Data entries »
"""

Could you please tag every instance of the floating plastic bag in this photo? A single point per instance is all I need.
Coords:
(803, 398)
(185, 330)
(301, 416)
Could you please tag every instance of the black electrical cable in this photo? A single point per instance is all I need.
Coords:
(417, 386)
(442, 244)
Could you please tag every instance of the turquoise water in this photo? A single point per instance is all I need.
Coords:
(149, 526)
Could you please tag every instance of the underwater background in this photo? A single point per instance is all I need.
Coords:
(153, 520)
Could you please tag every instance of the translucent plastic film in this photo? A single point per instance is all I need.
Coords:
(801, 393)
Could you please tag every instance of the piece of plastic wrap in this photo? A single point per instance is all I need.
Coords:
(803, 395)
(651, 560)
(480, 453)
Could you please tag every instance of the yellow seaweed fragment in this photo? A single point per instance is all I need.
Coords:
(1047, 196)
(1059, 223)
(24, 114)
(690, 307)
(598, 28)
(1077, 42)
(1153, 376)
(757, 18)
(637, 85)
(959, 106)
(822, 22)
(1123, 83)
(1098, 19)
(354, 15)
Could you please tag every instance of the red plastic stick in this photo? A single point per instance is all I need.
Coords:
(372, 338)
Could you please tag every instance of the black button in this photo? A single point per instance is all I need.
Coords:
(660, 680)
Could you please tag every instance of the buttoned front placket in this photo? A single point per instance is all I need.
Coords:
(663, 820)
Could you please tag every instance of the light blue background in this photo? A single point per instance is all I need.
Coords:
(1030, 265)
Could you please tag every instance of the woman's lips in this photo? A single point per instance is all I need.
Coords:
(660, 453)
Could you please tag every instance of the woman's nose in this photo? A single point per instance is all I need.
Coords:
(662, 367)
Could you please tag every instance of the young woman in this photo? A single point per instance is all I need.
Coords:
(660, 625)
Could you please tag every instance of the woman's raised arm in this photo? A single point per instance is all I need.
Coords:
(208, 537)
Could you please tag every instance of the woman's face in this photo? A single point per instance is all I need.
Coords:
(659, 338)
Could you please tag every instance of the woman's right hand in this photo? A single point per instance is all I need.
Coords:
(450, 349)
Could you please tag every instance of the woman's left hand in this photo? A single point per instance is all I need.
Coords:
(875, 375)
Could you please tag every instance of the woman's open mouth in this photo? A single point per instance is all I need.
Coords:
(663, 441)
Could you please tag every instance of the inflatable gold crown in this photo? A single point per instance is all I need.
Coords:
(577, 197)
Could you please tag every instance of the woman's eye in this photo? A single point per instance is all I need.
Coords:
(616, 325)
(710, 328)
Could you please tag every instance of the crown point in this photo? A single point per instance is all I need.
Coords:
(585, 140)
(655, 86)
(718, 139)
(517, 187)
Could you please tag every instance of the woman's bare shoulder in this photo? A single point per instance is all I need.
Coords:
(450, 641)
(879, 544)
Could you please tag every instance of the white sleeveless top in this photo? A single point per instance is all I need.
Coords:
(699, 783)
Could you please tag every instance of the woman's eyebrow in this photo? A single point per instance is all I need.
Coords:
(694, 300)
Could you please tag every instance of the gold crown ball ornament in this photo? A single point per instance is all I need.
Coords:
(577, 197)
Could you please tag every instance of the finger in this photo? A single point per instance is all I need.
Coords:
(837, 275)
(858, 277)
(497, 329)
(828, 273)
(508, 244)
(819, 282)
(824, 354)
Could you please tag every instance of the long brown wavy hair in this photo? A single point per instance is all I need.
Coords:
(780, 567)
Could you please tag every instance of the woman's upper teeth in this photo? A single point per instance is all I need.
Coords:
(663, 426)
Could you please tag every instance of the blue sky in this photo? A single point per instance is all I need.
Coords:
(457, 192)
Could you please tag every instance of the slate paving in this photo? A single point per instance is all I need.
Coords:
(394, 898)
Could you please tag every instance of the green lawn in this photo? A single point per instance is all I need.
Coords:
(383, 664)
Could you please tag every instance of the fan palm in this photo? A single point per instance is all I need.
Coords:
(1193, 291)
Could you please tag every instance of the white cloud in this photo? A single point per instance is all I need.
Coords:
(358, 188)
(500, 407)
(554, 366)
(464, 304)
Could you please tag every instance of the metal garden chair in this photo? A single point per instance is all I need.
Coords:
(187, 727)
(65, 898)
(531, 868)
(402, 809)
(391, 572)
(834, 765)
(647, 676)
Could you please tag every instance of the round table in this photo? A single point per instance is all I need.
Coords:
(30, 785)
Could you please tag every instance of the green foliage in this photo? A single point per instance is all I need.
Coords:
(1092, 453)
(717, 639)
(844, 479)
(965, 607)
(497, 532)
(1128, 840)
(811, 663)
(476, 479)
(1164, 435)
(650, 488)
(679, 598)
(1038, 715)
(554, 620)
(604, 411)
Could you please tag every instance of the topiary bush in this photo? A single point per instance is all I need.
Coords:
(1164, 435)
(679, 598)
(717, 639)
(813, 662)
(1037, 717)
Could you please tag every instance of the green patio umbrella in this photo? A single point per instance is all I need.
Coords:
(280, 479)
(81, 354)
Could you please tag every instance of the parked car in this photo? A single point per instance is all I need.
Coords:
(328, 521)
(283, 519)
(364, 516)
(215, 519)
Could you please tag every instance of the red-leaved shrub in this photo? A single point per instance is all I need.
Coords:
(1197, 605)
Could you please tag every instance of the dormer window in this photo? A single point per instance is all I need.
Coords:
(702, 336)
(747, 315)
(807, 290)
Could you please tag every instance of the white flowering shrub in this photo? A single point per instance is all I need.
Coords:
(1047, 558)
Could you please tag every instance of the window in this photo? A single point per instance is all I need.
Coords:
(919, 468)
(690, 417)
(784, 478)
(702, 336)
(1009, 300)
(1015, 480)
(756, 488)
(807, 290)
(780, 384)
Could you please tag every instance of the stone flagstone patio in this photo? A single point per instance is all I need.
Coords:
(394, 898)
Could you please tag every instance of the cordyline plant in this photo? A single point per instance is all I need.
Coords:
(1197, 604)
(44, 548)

"""

TASK TO CARRY OUT » Reproduce the rows from the line with "Could you please tag every instance of the topiary" up to and including the last line of the rows, keeping every request, and adjust each coordinate value in the answers by adding -96 to it.

TASK RESPONSE »
Could you please tag every instance of the topiary bush in this photo? A single point per instance is all I need.
Coords:
(1068, 339)
(583, 502)
(621, 543)
(717, 566)
(941, 621)
Could you please tag every instance of the green patio umbrella in this photo? A single point per instance is all I need.
Coords:
(184, 383)
(-15, 258)
Could you please tag every instance of the parked car in this photo? A single point per instance is all I need.
Coords:
(232, 425)
(187, 423)
(268, 420)
(119, 423)
Could you please tag every instance of the red-leaved shrub in this photo? A single point per instance is all I need.
Coords:
(1101, 509)
Could you please tag every instance of the dormer window in this photo? A single point per instance is all I need.
Coords:
(606, 240)
(651, 219)
(711, 194)
Could you please tag every instance of the white flowering shrub in this photo? A single point per instance is all I need.
Coords:
(951, 462)
Could you please tag every instance of the window in this photo? A single point per instance is all I need.
Coords:
(823, 372)
(594, 321)
(688, 382)
(606, 240)
(913, 204)
(919, 384)
(660, 392)
(711, 194)
(684, 288)
Could you please tag every instance of the stone flagstone patio in this photo? A single point per instance is all I need.
Coords:
(298, 802)
Could you please tag every instance of the cordyline plant in this photo? A single point per instance is all I need.
Coords:
(1101, 508)
(-52, 452)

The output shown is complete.